▶ **ИСХОДНЫЙ ТЕКСТ**

Но зато без темы пространства не обойтись при рассмотрении предистории идеи «притяжания» (так или иначе фиксируемой уже в мире животных) и генезиса самой КП 19. Сама проблема генезиса КП существенно осложняется не только докатегориальным, но и доязыковым прошлым этого явления, при том что для ее удовлетворительного решения необходимо знание конфигурации наличествовавших в языке в данный момент форм выражения и, главное, ведущих идей плана содержания. Без ясности в этом отношении идея «притяжания», бесспорная для уровня субстрата, остается, строго говоря, не интерпретированной в пределах языкового целого. Выяснение вопросов пред-истории и генезиса КП требует исследований в ряде направлений. Как указывалось ранее, особую важность приобретают такие аспекты, как: 1) физиологические основы идеи «притяжания» и КП; 2) связь с некиими более фундаментальными (или, по меньшей мере, более архаичными) категориями, которые, принадлежа к надфизиологической сфере, своими корнями (через субстрат) уходят в «физиологическое» прошлое этих категорий; 3) связь КП с некоей ситуацией языка в действии, предполагающей определенную схему отношений между элементами, «разыгрывающими» тему притяжательности; 4) связи КП с некоторыми чисто языковыми категориями, в частности и с определенной формой выражения этих категорий или образующих их граммем; 5) соотнесенность идеи «притяжания» и через нее КП с той мифопоэтической схемой, которая могла бы рассматриваться как мотивирующая по отношению к самой КП или лежащим в ее основе идеям. Понятно, что здесь эти циклы тем не могут быть рассмотрены. Поэтому придется ограничиться наметкой некоторых основных этапов, усматриваемых в ходе развития идеи «притяжания» и КП и так или иначе соотнесенных с эволюцией сознания и выработкой им ряда ключевых понятий. В самой широкой перспективе историю становления этой идеи и КП можно рассматривать как последовательное продвижение от полюса объектности к полюсу субъектности. С этим для КП связаны и другие важные следствия.

▶ **УСЛОВИЕ ЗАДАЧИ 1**
Масштабируйте участок записей от строки, содержащей «Reviewer note: check that every instance of the sepia», до конца записей включительно. Приведите все эти строки заново, запросы тоже, а каждое число в ответах (координаты) умножьте на 0,45 и округлите до целого, половины в большую сторону.

▶ **ПРЕДОСТАВЛЕННЫЕ ЗАПИСИ**
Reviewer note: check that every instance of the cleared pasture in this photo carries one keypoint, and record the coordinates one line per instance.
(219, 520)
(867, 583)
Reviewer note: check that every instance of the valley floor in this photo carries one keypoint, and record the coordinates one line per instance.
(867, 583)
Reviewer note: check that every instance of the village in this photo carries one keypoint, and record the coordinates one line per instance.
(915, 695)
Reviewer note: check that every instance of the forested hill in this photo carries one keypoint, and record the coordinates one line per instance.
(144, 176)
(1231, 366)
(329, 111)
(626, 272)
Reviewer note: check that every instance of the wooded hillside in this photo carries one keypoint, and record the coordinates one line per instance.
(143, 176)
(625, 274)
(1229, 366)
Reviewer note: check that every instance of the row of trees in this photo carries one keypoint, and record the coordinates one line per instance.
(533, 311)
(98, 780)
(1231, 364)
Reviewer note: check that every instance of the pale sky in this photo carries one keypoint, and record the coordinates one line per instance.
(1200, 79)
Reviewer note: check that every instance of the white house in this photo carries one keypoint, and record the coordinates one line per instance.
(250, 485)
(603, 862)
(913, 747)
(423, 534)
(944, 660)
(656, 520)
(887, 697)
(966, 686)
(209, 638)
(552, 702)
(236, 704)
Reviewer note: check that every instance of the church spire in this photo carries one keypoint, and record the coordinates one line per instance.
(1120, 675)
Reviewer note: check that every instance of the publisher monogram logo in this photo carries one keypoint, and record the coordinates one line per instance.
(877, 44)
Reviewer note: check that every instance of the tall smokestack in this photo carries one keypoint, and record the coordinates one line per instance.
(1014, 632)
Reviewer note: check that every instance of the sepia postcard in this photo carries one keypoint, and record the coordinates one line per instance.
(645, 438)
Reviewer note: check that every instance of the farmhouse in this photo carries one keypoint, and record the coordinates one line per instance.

▶ **УСЛОВИЕ ЗАДАЧИ 2**
Ответьте по исходному тексту:
(а) Какими двумя видами прошлого явления осложняется проблема генезиса КП?
(б) Какой аспект назван в перечне первым?
(в) Продвижение от какого полюса к какому предлагается видеть в истории становления идеи «притяжания» и КП?

▶ **ОЖИДАЕМЫЙ ОТВЕТ 1**
Reviewer note: check that every instance of the sepia postcard in this photo carries one keypoint, and record the coordinates one line per instance.
(290, 197)
Reviewer note: check that every instance of the farmhouse in this photo carries one keypoint, and record the coordinates one line per instance.

▶ **ОЖИДАЕМЫЙ ОТВЕТ 2**
(а) Докатегориальным и доязыковым прошлым.
(б) Физиологические основы идеи «притяжания» и КП.
(в) От полюса объектности к полюсу субъектности.